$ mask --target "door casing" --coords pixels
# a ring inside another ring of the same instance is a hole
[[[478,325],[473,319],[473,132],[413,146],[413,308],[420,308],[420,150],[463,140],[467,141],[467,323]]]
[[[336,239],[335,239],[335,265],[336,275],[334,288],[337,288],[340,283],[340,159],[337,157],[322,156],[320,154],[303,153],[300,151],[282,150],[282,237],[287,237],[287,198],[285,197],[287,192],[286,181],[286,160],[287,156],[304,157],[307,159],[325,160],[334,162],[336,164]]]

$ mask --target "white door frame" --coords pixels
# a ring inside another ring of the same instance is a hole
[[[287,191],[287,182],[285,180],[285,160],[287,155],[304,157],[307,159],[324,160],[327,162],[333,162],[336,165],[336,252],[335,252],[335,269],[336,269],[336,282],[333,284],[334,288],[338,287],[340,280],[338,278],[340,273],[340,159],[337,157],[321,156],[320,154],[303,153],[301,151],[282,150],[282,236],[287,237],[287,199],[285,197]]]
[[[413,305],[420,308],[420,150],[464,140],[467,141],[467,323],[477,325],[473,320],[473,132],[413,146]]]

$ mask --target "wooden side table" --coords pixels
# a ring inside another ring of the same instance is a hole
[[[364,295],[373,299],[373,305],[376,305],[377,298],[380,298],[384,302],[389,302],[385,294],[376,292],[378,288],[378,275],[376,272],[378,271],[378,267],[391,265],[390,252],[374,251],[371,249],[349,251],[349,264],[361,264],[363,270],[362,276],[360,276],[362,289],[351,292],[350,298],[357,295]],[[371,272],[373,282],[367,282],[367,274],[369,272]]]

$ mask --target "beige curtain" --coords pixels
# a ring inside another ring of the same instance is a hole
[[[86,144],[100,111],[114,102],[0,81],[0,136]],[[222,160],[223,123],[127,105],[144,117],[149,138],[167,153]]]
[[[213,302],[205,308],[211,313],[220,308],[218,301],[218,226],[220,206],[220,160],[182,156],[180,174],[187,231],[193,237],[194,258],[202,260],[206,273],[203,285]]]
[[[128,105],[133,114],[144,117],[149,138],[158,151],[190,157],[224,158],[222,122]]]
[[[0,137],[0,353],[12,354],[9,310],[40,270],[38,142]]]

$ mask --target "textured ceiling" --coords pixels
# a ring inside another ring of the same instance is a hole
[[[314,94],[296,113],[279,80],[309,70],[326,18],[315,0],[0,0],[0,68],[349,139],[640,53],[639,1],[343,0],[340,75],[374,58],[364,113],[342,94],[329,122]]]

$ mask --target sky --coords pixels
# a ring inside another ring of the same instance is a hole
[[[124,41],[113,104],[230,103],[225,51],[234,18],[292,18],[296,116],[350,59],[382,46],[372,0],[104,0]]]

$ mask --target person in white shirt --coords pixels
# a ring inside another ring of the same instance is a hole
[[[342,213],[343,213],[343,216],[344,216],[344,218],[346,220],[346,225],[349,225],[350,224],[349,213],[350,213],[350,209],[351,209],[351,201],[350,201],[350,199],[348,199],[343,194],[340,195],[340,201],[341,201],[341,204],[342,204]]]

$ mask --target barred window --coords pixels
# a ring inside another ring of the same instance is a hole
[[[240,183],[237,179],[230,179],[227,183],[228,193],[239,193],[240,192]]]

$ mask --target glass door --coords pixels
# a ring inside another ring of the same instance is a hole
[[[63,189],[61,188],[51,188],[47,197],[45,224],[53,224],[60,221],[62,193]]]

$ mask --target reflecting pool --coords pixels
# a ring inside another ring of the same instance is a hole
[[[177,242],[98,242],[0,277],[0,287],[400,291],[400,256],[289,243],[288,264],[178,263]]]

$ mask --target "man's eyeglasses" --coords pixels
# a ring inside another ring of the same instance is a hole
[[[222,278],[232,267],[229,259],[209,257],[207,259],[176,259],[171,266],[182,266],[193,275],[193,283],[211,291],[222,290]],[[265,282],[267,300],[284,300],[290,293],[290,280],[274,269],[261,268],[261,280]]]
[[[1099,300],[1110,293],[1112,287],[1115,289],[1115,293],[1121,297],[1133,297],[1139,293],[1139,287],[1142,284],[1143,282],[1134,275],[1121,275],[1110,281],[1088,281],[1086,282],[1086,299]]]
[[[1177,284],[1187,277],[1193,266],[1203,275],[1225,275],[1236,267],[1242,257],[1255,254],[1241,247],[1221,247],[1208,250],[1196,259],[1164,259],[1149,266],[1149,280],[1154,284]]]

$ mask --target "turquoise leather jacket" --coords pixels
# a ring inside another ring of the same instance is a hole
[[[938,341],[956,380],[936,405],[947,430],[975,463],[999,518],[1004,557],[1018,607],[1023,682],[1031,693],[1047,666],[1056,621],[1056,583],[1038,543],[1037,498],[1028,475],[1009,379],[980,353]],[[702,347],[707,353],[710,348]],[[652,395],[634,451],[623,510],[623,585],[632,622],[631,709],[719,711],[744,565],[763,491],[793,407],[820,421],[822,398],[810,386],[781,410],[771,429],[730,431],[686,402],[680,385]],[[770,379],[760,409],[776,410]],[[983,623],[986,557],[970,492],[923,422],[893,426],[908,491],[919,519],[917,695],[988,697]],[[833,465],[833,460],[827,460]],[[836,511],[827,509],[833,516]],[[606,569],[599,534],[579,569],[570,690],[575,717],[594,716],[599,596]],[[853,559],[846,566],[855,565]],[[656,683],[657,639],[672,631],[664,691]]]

• • • •

Search the lines above for the string "door" and copy each line that has it.

[Output of the task]
$ mask --target "door casing" --coords pixels
$ mask --target "white door frame" --coords pixels
$ mask --target glass door --coords pixels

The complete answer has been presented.